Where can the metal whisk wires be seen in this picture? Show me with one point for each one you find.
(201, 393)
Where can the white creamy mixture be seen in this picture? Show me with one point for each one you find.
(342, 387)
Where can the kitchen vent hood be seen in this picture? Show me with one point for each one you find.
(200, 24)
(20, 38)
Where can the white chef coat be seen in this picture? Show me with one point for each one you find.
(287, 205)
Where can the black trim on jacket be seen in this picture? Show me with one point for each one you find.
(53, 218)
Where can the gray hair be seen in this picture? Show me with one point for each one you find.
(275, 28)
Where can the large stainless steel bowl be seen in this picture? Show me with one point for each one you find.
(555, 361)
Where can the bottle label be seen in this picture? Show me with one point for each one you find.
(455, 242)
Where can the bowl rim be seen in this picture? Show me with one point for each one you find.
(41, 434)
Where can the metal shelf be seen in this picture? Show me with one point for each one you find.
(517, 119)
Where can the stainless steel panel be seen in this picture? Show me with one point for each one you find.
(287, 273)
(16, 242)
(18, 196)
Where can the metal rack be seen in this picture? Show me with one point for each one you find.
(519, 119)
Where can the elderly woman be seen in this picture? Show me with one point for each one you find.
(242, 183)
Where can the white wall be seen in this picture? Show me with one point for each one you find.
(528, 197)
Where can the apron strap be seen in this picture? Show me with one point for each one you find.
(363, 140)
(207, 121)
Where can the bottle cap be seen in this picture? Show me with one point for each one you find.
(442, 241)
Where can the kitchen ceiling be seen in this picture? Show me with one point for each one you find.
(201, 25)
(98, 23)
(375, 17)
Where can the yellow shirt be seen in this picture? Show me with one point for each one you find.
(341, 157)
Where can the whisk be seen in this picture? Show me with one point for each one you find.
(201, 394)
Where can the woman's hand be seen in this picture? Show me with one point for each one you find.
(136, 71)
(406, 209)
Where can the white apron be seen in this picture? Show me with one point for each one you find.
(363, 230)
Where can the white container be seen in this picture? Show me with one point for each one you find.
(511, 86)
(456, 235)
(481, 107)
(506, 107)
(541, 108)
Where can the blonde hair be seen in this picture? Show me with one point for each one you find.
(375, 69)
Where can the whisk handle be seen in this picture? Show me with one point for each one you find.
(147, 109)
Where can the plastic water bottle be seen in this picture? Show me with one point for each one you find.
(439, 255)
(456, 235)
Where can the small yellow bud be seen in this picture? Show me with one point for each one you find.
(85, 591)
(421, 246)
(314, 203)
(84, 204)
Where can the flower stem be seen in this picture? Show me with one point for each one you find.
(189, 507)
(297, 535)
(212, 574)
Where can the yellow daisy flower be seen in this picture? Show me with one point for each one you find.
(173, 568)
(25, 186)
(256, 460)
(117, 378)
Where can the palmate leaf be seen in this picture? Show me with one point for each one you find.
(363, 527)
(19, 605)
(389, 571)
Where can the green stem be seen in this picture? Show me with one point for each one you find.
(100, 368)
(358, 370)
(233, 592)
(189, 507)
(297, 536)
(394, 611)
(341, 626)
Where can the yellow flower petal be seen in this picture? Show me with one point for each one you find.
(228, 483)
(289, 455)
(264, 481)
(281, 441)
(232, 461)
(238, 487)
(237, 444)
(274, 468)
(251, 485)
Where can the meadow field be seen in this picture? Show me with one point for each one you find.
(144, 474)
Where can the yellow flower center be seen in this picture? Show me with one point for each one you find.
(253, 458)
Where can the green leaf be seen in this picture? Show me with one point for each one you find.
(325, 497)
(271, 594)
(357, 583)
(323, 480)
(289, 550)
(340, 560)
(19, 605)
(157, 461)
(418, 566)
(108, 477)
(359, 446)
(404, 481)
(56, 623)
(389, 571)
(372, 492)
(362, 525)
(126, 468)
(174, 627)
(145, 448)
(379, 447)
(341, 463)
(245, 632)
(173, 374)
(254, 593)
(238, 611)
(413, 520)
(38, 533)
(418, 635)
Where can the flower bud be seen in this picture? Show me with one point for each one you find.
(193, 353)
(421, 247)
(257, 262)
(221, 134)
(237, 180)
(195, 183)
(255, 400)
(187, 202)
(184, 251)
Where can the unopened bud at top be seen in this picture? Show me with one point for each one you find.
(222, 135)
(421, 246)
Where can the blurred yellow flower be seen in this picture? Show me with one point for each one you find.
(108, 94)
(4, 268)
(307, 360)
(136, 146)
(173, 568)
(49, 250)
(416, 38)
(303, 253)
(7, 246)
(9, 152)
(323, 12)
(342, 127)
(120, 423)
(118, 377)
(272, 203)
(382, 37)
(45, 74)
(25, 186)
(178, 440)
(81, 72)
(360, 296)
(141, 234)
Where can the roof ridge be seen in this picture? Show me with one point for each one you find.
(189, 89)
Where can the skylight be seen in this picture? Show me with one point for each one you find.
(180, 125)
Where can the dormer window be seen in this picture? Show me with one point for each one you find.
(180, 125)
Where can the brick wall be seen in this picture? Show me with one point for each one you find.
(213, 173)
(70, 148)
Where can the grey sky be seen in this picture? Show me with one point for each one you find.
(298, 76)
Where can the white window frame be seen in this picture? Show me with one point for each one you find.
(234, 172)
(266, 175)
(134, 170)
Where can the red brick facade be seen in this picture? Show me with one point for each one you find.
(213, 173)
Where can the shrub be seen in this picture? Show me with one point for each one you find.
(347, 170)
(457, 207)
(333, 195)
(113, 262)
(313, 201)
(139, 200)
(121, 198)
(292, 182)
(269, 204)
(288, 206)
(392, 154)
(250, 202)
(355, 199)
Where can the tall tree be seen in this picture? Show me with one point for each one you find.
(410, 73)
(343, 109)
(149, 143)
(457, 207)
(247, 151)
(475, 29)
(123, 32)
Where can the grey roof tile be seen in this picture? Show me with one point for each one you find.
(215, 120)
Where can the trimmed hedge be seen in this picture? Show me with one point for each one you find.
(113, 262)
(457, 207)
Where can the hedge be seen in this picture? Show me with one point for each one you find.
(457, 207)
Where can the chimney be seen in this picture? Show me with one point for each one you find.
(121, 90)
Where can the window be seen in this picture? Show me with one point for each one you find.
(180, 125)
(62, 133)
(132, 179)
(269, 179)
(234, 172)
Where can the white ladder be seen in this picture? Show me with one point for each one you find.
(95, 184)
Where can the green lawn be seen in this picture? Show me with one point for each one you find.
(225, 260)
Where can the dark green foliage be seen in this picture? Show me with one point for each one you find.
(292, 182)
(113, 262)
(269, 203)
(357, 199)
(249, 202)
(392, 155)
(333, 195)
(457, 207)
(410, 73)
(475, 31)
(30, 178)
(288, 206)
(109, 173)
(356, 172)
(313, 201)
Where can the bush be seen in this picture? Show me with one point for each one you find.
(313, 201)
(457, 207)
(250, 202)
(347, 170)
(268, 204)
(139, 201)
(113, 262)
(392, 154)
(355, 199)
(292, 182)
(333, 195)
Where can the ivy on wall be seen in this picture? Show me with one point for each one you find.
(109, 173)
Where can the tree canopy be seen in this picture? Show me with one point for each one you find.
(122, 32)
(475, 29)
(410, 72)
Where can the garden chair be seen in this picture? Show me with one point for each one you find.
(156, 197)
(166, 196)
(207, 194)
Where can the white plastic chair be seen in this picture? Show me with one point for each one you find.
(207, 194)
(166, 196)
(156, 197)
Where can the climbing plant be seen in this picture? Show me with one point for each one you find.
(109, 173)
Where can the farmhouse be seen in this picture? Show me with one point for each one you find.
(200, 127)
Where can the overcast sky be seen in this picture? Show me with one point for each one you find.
- - -
**Task brief:**
Make an exact copy of every line in the data.

**Expected output:**
Where can the metal whisk wires be seen in this picture? Show me with one point for each one you find.
(201, 393)
Where can the white creamy mixture be seen in this picture? Show me with one point for each one you find.
(342, 387)
Where can the kitchen vent hood be seen in this picture? Show me with one point for each one you find.
(200, 24)
(20, 38)
Where can the white chef coat be seen in this picture? Show me with one point for each one you find.
(287, 205)
Where can the black trim on jacket be seen in this picture? Show me with one point for each one you find.
(53, 218)
Where can the gray hair be seen in this picture? Show me with one point for each one you find.
(275, 28)
Where can the large stainless steel bowl be seen in this picture? Show me with one point for each one you find.
(555, 361)
Where can the bottle label be seen in this picture? Show me with one point for each one you find.
(455, 242)
Where can the bowl rim be seen in this picture? Show me with one point for each one you find.
(41, 434)
Where can the metal shelf be seen in this picture? Show me with one point for each one you find.
(517, 119)
Where can the stainless steel panel be seen in this picture? Show me with one point for each one you find.
(287, 273)
(16, 242)
(18, 196)
Where can the metal rack be seen in this picture? Show me with one point for each one you find.
(519, 119)
Where can the elderly woman be seen in this picture? Show me with one point for each one you find.
(242, 183)
Where can the white wall be seen in this picture? Show me with one point for each one you find.
(528, 197)
Where can the apron strap be seen in this picture? Show me with one point for each one you find.
(363, 140)
(207, 121)
Where can the bottle cap be seen in this picture? Show me with one point for each one you find.
(442, 241)
Where can the kitchen ceiling be seen in this picture? Show me with one point for each one you find.
(201, 25)
(98, 23)
(375, 17)
Where can the yellow shirt be seen in this picture? Show me with one point for each one you find.
(341, 157)
Where can the whisk be seen in this picture? Show me with one point for each one you find.
(201, 394)
Where can the woman's hand be seen in this picture? Show me with one point for each one you find.
(136, 71)
(406, 209)
Where can the white apron be seen in this picture? Show me with one point for each one you find.
(363, 230)
Where can the white container be seen in this picture? Show me with one point for each one you find.
(511, 86)
(456, 235)
(481, 107)
(506, 107)
(541, 108)
Where can the blonde hair be seen in this picture? Show me with one point for each one you find.
(375, 69)
Where can the whisk handle be seen in this picture? Show me with one point for each one you find.
(147, 109)
Where can the plastic water bottle be seen in this picture? Show me with one point for each one you find.
(439, 255)
(456, 235)
Where can the small yellow bud be seen in this picture? Show me with one point for each one you find.
(85, 591)
(421, 246)
(314, 203)
(84, 204)
Where can the flower stem be seen in this picture? Show me with one point for each one you find.
(189, 507)
(297, 535)
(212, 574)
Where can the yellow daisy flower be seen in this picture? Show me with one point for each one you find.
(173, 568)
(25, 186)
(256, 460)
(117, 378)
Where can the palmate leaf be seen in this picture? Show me with one point for each one you find.
(363, 527)
(19, 605)
(389, 571)
Where can the green stem be seen in this picture? Show me with one point for each one you find.
(100, 368)
(358, 370)
(233, 592)
(189, 507)
(297, 536)
(394, 611)
(341, 626)
Where can the yellow flower petal be seen in this picture? Show me with one point for each one you find.
(228, 483)
(289, 455)
(264, 481)
(281, 441)
(232, 461)
(238, 487)
(237, 444)
(274, 468)
(251, 485)
Where can the meadow field be seen in this picture? Show me with one point for each one you find.
(144, 474)
Where can the yellow flower center be seen in this picture? Show me with one point for each one you find.
(253, 458)
Where can the green leaf be seen in this picture? Show me with one point for each one you find.
(325, 497)
(271, 594)
(357, 583)
(323, 480)
(289, 550)
(340, 560)
(19, 605)
(157, 461)
(418, 566)
(108, 477)
(359, 446)
(404, 481)
(56, 623)
(389, 571)
(372, 492)
(362, 525)
(126, 468)
(174, 627)
(145, 448)
(379, 447)
(341, 463)
(245, 632)
(173, 374)
(254, 593)
(238, 611)
(413, 520)
(38, 533)
(418, 635)
Where can the flower bud be seen in this picture? Show me with one point for each one you find.
(193, 353)
(421, 247)
(257, 262)
(221, 134)
(237, 180)
(195, 183)
(255, 400)
(187, 202)
(184, 251)
Where can the unopened bud at top be seen in this picture? Show me with one point for each one you find.
(222, 135)
(421, 246)
Where can the blurred yellow flower be seen in this picture? Show me with one point for each one you find.
(108, 94)
(4, 268)
(307, 360)
(136, 146)
(173, 568)
(49, 250)
(416, 38)
(303, 253)
(7, 246)
(9, 152)
(323, 12)
(342, 127)
(120, 423)
(118, 377)
(272, 203)
(382, 37)
(45, 74)
(25, 186)
(178, 440)
(81, 72)
(360, 296)
(141, 234)
Where can the roof ridge be seen in this picture? Show me with one point for each one you find.
(189, 89)
Where can the skylight be seen in this picture? Show me with one point for each one you find.
(180, 125)
Where can the dormer window be seen in this picture? Show me with one point for each one you find.
(180, 125)
Where can the brick wall be seen in this picture? Show me with one point for each one you find.
(213, 173)
(70, 148)
Where can the grey sky be seen in this picture? Show me with one point for each one you find.
(298, 76)
Where can the white window frame be seen in this picture? Show me with one point for each one you find.
(234, 172)
(266, 175)
(134, 170)
Where can the red brick facade be seen in this picture? Show me with one point for each one you find.
(213, 173)
Where can the shrub be seen in this picture? Show me with one point for each one you find.
(347, 170)
(457, 207)
(333, 195)
(113, 262)
(313, 201)
(139, 200)
(121, 198)
(292, 182)
(269, 204)
(288, 206)
(392, 154)
(250, 202)
(355, 199)
Where can the tall tree be seen in this picture? Show me with one point for each one you find.
(410, 73)
(343, 109)
(149, 143)
(457, 207)
(247, 151)
(475, 29)
(123, 32)
Where can the grey roof tile be seen in this picture? Show me with one point for each one you find.
(215, 120)
Where can the trimmed hedge be seen in this picture? Show me with one point for each one you find.
(113, 262)
(457, 207)
Where can the hedge be seen in this picture? Show me with one point for each one you find.
(457, 207)
Where can the chimney be seen in this picture? Show me with one point for each one you find.
(121, 90)
Where can the window be seen in this picture? Show me with one point for each one you find.
(180, 125)
(62, 133)
(132, 179)
(269, 179)
(234, 172)
Where can the white ladder be seen in this picture? Show me with one point for each one you find.
(95, 184)
Where can the green lawn be seen in this picture? Show me with one point for each one you find.
(225, 260)
Where can the dark green foliage be seen in this picture? Show me with one point for each one you find.
(292, 182)
(113, 262)
(269, 203)
(357, 199)
(249, 202)
(392, 155)
(333, 195)
(457, 207)
(410, 73)
(475, 31)
(30, 178)
(288, 206)
(109, 173)
(356, 172)
(313, 201)
Where can the bush be seen in this picture? Show me with one point for each one you find.
(313, 201)
(457, 207)
(250, 202)
(347, 170)
(268, 204)
(139, 201)
(113, 262)
(392, 154)
(355, 199)
(292, 182)
(333, 195)
Where can the ivy on wall be seen in this picture? Show me with one point for each one you find.
(109, 173)
Where can the tree canopy be seen in this picture? Show me with one point for each one you find.
(122, 32)
(475, 29)
(410, 72)
Where can the garden chair be seen in this picture? Show me with one point for each one you find.
(156, 197)
(166, 196)
(207, 194)
Where can the white plastic chair be seen in this picture? Show me with one point for each one you find.
(207, 194)
(166, 196)
(156, 197)
Where can the climbing plant be seen in this picture? Show me with one point for each one you find.
(109, 173)
Where can the farmhouse be seen in this picture? Show me with one point for each one you find.
(200, 127)
Where can the overcast sky be seen in this picture? Show me with one point for each one you find.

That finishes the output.